## YOUR GOAL
Extract every line below that contains the string "screen", matching case exactly.

## Region annotation entries
>>>>

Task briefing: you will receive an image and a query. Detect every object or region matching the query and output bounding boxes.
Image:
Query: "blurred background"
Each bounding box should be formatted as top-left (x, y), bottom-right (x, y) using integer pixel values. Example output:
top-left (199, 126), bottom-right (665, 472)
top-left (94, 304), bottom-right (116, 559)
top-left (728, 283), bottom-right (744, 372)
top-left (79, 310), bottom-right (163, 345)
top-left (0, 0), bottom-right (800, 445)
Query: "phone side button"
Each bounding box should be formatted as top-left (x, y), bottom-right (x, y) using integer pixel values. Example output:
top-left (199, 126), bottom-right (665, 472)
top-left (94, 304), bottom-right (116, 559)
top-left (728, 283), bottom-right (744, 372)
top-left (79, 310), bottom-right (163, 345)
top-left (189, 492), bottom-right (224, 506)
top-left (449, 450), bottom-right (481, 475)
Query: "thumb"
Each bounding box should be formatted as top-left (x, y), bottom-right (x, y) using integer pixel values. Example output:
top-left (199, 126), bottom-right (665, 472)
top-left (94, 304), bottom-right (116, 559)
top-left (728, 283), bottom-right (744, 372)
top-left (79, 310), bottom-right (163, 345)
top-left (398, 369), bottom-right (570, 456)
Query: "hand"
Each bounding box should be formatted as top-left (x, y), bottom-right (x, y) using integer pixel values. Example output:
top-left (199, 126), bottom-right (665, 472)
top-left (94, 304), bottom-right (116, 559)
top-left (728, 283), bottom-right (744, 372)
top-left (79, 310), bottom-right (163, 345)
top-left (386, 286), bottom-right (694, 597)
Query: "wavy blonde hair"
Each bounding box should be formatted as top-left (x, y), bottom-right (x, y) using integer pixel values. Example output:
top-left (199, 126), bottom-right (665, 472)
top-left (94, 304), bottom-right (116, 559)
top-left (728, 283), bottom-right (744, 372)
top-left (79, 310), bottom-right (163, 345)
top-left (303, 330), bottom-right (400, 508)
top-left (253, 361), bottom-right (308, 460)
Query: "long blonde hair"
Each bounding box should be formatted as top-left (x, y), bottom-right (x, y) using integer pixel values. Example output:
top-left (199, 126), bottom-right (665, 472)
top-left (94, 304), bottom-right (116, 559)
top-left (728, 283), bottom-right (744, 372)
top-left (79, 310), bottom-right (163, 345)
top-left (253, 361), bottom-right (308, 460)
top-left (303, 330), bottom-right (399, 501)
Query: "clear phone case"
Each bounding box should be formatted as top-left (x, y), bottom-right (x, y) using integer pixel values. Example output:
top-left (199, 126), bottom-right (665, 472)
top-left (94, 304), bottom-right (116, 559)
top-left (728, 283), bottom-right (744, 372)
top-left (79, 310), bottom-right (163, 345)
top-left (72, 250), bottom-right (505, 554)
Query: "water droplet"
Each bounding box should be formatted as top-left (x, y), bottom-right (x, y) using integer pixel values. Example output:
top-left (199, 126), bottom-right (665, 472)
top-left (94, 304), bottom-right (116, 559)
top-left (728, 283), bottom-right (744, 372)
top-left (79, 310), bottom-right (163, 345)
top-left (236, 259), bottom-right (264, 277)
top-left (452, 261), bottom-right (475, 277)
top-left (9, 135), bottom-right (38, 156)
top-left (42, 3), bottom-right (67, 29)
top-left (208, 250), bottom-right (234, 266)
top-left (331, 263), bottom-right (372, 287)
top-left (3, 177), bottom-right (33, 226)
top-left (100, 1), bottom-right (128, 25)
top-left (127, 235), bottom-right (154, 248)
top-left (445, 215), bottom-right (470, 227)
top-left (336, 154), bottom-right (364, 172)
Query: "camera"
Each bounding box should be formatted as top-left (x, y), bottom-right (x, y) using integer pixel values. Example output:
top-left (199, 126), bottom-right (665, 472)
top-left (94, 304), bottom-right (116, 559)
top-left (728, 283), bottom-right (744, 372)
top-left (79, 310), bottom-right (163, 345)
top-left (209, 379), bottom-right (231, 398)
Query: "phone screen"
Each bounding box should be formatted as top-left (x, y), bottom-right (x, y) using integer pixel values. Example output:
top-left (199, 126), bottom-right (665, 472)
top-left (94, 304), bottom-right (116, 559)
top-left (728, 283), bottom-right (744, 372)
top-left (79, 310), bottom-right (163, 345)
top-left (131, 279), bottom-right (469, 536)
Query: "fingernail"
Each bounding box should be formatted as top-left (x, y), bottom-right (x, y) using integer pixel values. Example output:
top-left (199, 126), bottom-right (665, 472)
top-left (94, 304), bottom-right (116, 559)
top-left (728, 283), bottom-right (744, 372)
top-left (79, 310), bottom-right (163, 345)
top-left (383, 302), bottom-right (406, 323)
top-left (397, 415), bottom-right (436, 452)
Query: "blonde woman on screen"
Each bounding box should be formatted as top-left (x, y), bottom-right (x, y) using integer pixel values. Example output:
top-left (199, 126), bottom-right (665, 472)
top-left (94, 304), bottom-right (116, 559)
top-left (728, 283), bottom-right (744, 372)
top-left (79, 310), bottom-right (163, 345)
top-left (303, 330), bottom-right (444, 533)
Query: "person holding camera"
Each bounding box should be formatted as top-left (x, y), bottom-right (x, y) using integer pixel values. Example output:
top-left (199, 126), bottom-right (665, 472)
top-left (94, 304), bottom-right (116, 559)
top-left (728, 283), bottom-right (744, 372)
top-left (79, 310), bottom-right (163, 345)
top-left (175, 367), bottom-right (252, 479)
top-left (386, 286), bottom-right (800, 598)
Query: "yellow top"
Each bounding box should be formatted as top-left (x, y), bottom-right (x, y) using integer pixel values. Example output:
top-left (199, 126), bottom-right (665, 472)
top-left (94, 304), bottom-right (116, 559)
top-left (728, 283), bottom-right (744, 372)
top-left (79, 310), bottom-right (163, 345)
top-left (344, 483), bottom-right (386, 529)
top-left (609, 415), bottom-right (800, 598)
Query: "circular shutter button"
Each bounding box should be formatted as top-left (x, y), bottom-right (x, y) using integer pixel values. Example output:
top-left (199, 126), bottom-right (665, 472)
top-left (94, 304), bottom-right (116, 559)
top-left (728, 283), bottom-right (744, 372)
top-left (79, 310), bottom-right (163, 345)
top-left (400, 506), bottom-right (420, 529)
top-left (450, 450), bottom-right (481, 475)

<<<<

## REPLY
Query: "phone screen"
Query: "blonde woman on screen"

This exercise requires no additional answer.